### Vereiste opdracht 1
Neem uit de lezing over Clark Accord het gedeelte over dat begint met de woorden "En net wanneer" en eindigt met "plaats daarin vinden.", en verwissel daarin "de schrijver" voor "de auteur".
### Vereiste opdracht 2
Zet de lezing over Clark Accord voort vanaf de laatste getoonde zin.

### Getoonde tekst
---------------
CA-Lezing 2013 – Quinsy Gario
De Tweede Clark Accord Lezing gehouden door Quinsy Gario
ROET IN HET ETEN • May 13, 2013 • 08:00
Gehouden door Quinsy Gario op 11 mei 2013 tbv de Tweede Clark Accord Lezing in de Openbare Bibliotheek Amsterdam.
Clarck Accord door Koos Breukel
‘Een streep onder je verleden zetten is hezelfde als het ontkennen van je zijn.’
Een krachtige statement van Nadira, een personage uit Clark Accord’s Plantage d’Amour. Het boek neemt je mee naar Suriname. In de letterlijk zin. Ik ben er zelf nog nooit geweest maar pagina na pagina voel je de warmte. Herkenbaar op een onverklaarbare manier. Je hoort de muskieten zoemen terwijl je ogen over de pagina’s glijden. Je proeft de zoete geur van de jungle. Je voelt de verkoeling van de rivier. Je voelt de aantrekkingskracht tot het verleden wanneer Kenneth, de hoofdpersoon uit het boek, tot rust komt. Je ervaart dan hoe in stand houden van de verbinding met het verleden noodzakelijk is voor je bestaan.
En net wanneer het verleden in geuren en kleuren beschreven gaat worden met dezelfde verve als het Surinaams landschap wordt het verhaal abrupt afgebroken. De precaire rol van de maker, de schrijver, is dan meer dan ooit duidelijk. Hij moet leven. Hij moeten kunnen leven om verhalen te vertellen. Om te reflecteren op het innerlijke. Het innerlijke waarmee we de wereld ervaren en voor onszelf begrijpen. Waarmee we de wereld ordenen en onze plaats daarin vinden.
De afwezigheid van de schrijver nu, Clark’s heengaan, brengt met zich mee een verlangen om ook voor hem een wintiritueel te organiseren. Hem vragen het verhaal af te maken. Ons te vertellen over Mahomed en Quasiba. Ons te vertellen over Philipus Andro Macnack, Jacoba en hun 23 kinderen. Ons te vertellen over hoe Kenneth voor Nadira kiest en voor Suriname.
---------------
### Getoonde gegevens
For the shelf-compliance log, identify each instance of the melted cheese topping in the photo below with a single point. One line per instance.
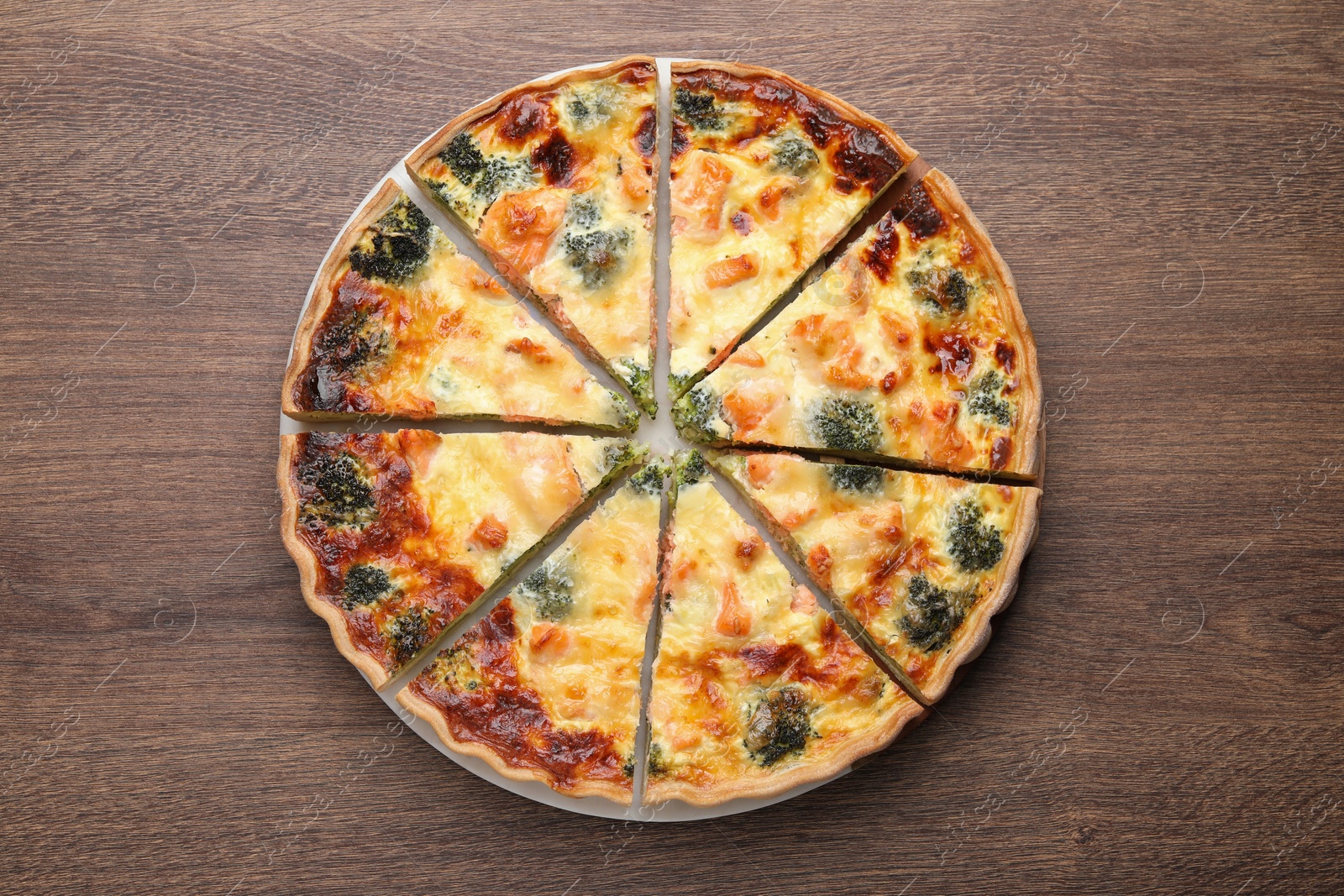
(867, 360)
(454, 344)
(564, 204)
(750, 215)
(586, 663)
(738, 631)
(571, 649)
(864, 533)
(517, 485)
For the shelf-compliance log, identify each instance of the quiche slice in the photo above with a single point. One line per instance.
(555, 181)
(922, 562)
(548, 685)
(911, 345)
(756, 689)
(396, 535)
(766, 175)
(405, 325)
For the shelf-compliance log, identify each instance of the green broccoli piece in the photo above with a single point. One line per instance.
(679, 383)
(853, 477)
(354, 342)
(942, 288)
(463, 157)
(550, 590)
(649, 479)
(696, 412)
(846, 425)
(779, 726)
(931, 614)
(407, 634)
(985, 398)
(344, 493)
(596, 254)
(394, 246)
(488, 176)
(698, 109)
(974, 544)
(582, 211)
(365, 584)
(640, 382)
(795, 156)
(690, 468)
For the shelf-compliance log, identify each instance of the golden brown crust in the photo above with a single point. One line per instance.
(1027, 453)
(976, 631)
(430, 714)
(436, 143)
(307, 563)
(855, 116)
(853, 752)
(333, 268)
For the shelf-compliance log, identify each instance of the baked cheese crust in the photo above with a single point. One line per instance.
(911, 345)
(400, 533)
(555, 181)
(922, 562)
(766, 175)
(405, 325)
(756, 689)
(548, 687)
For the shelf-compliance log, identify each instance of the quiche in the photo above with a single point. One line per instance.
(548, 685)
(396, 535)
(766, 175)
(402, 324)
(911, 345)
(922, 562)
(555, 181)
(756, 689)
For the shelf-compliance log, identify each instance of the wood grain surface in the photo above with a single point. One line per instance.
(1160, 711)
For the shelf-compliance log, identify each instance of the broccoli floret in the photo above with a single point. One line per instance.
(640, 382)
(365, 584)
(488, 176)
(853, 477)
(617, 453)
(690, 468)
(846, 425)
(696, 411)
(394, 246)
(985, 399)
(454, 669)
(942, 288)
(974, 544)
(795, 156)
(463, 157)
(932, 614)
(344, 495)
(679, 383)
(501, 175)
(354, 342)
(596, 254)
(649, 479)
(698, 109)
(582, 211)
(407, 634)
(658, 762)
(550, 590)
(779, 726)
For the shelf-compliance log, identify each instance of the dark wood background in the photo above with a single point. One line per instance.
(1160, 711)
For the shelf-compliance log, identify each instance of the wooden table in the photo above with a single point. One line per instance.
(1162, 708)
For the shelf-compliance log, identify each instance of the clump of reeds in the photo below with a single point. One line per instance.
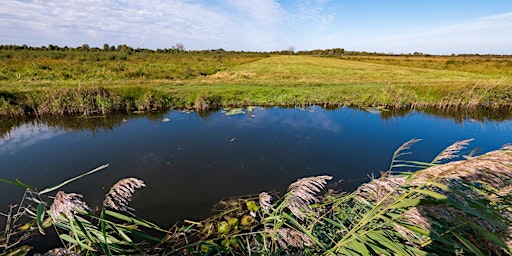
(302, 193)
(67, 204)
(468, 189)
(121, 193)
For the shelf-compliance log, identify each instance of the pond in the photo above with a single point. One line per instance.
(189, 160)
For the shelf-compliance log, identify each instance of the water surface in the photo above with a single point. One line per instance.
(190, 161)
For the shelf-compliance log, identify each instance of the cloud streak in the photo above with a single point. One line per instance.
(264, 25)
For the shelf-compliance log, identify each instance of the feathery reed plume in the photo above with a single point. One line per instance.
(292, 238)
(301, 194)
(121, 193)
(66, 204)
(493, 170)
(265, 203)
(452, 151)
(378, 189)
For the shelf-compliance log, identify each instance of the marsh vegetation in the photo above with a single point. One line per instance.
(461, 207)
(97, 82)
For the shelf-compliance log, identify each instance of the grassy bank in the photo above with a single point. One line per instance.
(98, 83)
(450, 208)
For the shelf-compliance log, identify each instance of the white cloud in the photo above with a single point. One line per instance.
(138, 23)
(491, 34)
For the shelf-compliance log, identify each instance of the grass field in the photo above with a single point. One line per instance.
(91, 83)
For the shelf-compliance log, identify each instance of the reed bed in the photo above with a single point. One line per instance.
(446, 207)
(147, 81)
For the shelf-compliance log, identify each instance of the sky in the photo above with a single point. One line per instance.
(392, 26)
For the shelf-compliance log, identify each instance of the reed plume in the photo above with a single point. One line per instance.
(493, 171)
(301, 194)
(288, 237)
(265, 203)
(121, 193)
(67, 204)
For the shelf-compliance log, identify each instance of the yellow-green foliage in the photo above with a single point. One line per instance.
(34, 82)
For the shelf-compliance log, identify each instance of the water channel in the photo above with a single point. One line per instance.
(189, 160)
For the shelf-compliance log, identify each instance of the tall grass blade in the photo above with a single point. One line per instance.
(41, 210)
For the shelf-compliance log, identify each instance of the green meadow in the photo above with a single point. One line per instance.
(35, 82)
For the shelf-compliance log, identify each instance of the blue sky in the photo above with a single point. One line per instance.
(393, 26)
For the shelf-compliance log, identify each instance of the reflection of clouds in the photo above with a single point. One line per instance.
(24, 136)
(313, 118)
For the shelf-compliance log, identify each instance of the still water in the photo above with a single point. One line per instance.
(190, 161)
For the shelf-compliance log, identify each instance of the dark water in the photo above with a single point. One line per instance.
(192, 161)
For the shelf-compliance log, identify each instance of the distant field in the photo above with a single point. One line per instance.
(102, 82)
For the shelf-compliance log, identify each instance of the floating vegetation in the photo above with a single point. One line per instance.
(453, 208)
(233, 111)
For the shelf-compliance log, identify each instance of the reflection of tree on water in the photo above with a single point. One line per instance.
(75, 123)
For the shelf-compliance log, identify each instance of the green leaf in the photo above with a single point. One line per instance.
(72, 179)
(68, 238)
(406, 203)
(41, 209)
(468, 244)
(433, 194)
(20, 251)
(358, 247)
(130, 219)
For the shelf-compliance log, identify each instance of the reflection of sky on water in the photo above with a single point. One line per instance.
(192, 161)
(24, 136)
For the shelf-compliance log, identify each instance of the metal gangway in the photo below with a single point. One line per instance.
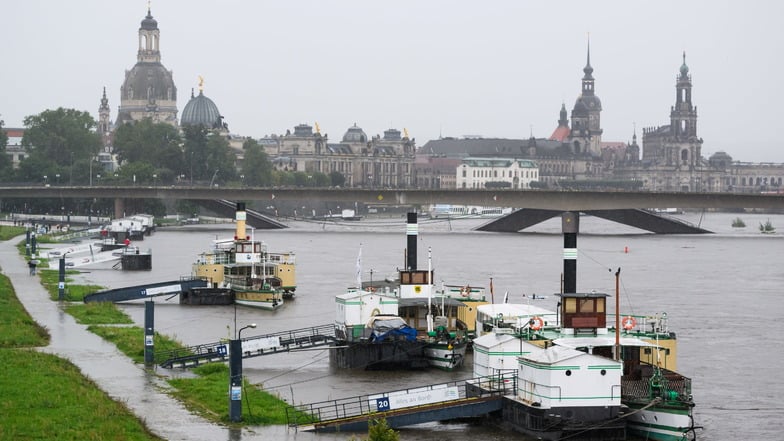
(440, 402)
(254, 346)
(139, 292)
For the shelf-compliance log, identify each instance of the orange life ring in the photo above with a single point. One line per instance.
(536, 323)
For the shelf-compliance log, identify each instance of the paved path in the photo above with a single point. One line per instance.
(99, 360)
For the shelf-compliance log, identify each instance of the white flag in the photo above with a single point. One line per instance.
(359, 268)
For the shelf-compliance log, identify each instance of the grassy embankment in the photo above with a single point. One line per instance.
(206, 394)
(47, 397)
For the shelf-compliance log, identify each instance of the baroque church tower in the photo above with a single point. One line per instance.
(676, 145)
(585, 137)
(683, 121)
(104, 121)
(148, 90)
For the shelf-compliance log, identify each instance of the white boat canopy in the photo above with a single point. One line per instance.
(596, 342)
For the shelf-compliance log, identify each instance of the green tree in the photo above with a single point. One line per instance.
(208, 156)
(158, 144)
(58, 140)
(256, 166)
(6, 165)
(379, 430)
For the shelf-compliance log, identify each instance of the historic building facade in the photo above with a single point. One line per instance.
(670, 158)
(386, 162)
(477, 173)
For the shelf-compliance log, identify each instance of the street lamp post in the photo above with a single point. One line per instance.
(235, 375)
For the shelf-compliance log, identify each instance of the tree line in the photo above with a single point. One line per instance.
(62, 148)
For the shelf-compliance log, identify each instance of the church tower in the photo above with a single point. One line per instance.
(586, 134)
(148, 90)
(686, 147)
(104, 121)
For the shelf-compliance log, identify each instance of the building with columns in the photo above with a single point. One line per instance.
(479, 173)
(386, 162)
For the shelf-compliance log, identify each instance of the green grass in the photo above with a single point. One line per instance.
(208, 395)
(8, 232)
(17, 328)
(46, 397)
(98, 313)
(50, 279)
(130, 340)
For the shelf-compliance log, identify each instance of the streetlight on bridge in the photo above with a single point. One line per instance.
(235, 375)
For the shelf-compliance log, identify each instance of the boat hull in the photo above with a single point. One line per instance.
(446, 356)
(268, 301)
(662, 424)
(384, 355)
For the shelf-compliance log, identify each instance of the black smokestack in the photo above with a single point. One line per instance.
(412, 230)
(570, 225)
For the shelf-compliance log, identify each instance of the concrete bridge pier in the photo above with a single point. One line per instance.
(119, 208)
(570, 225)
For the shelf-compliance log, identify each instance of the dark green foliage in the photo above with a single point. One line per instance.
(60, 141)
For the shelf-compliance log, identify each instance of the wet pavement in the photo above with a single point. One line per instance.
(122, 379)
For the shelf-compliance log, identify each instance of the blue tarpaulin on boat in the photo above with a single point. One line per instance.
(391, 328)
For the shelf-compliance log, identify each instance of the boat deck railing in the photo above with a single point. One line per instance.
(347, 411)
(643, 389)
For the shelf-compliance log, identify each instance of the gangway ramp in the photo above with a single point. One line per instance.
(254, 346)
(139, 292)
(400, 408)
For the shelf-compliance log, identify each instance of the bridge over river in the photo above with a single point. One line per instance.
(621, 206)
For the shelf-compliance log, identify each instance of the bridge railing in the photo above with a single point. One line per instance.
(382, 404)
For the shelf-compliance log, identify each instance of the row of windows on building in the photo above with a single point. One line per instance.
(526, 174)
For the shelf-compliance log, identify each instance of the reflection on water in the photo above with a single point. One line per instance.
(721, 291)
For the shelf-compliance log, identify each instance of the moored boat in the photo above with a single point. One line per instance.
(244, 266)
(440, 338)
(584, 374)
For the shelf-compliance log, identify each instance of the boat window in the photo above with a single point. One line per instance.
(586, 305)
(570, 305)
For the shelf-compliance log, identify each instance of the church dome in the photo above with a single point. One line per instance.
(355, 134)
(201, 110)
(149, 81)
(149, 23)
(587, 103)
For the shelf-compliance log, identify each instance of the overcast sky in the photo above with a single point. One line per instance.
(436, 68)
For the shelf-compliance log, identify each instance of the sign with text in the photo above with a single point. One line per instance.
(402, 400)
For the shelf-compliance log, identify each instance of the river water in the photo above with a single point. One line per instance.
(722, 293)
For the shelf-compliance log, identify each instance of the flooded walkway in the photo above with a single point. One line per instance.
(122, 379)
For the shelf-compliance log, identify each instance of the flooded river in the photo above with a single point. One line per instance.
(722, 292)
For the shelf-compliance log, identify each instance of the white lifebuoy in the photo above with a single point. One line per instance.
(536, 323)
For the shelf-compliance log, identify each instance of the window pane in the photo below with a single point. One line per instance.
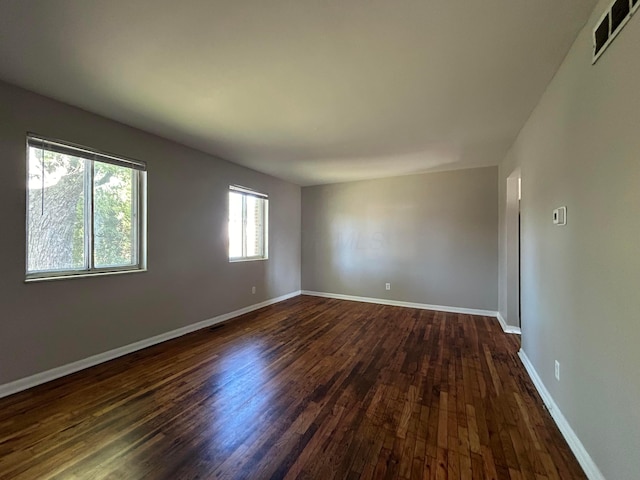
(254, 226)
(235, 225)
(55, 211)
(114, 215)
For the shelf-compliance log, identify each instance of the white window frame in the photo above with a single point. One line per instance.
---------------
### Antwoord 1
En net wanneer het verleden in geuren en kleuren beschreven gaat worden met dezelfde verve als het Surinaams landschap wordt het verhaal abrupt afgebroken. De precaire rol van de maker, de auteur, is dan meer dan ooit duidelijk. Hij moet leven. Hij moeten kunnen leven om verhalen te vertellen. Om te reflecteren op het innerlijke. Het innerlijke waarmee we de wereld ervaren en voor onszelf begrijpen. Waarmee we de wereld ordenen en onze plaats daarin vinden.

### Antwoord 2
In Plantage d’Amour doet Clark iets waar ik zelf ook mee aan het worstelen ben. Het slavernijverleden presenteren als iets waar lering uit getrokken kan worden. Iets dat niet statisch is of tot het verleden toebehoort. Iets wat ons handvaten kan geven om vandaag de dag onze stemmen te laten gelden.
Het woord zelf, slavernijverleden, is dan ook merkwaardig. De gedachte dat het geen sporen in het heden heeft achtergelaten zit ingebakken in het woord. Het gaat immers om het verleden.
Het lijkt alsof het leed en de emancipatie van tot slaaf gemaakten niet genoeg is om bij stil te staan.
Het over het slavernijverleden hebben doet dan meer kwaad dan goed als je het zo bekijkt. Je vraagt je dan af waarom we het niet hebben over de slavernij zelf en de verhalen van de tot slaaf gemaakten? We krijgen vaak te horen dat hun verhaal alleen niet genoeg is en dus worden er andere zaken bijgehaald.
Ik kreeg laatst ook een aankondiging voor een debat waarbij tienermoederschap naast slavernij behandelt gaat worden. ‘Moderne slavernij’ is een term dat tegenwoordig hip is en bij alles dat over de Nederlandse transatlantische slavernij gaat genoemd wordt. De serie De Slavernij dat over de Nederlandse trans-Atlantische slavernij ging begon met een inval in een Chinese sweatshop in Rotterdam om vervolgens naar Marokko te gaan en het over piraten te hebben die dwangarbeid moesten verrichten omdat ze gepakt werden. Tegenwoordig zijn we toch zo trots op onze mariniers bij de hoorn van Afrika?
En als we het over de slavernij willen hebben dan bekijken we het vanuit het oogpunt van de scheepslieden zoals Prof. Dr. Seks Met Dieren, Henk den Heijer. Of de slavernij wordt gebagatelliseerd door Afrikanen als verantwoordelijken naar voren te schuiven. Een koper heeft immers een verkoper nodig wordt dan gezegd. Om maar te zwijgen over wanneer Arabieren als vergelijkingsmateriaal erbij worden gehaald.
Het lijkt alsof het leed en de emancipatie van tot slaaf gemaakten niet genoeg is om bij stil te staan.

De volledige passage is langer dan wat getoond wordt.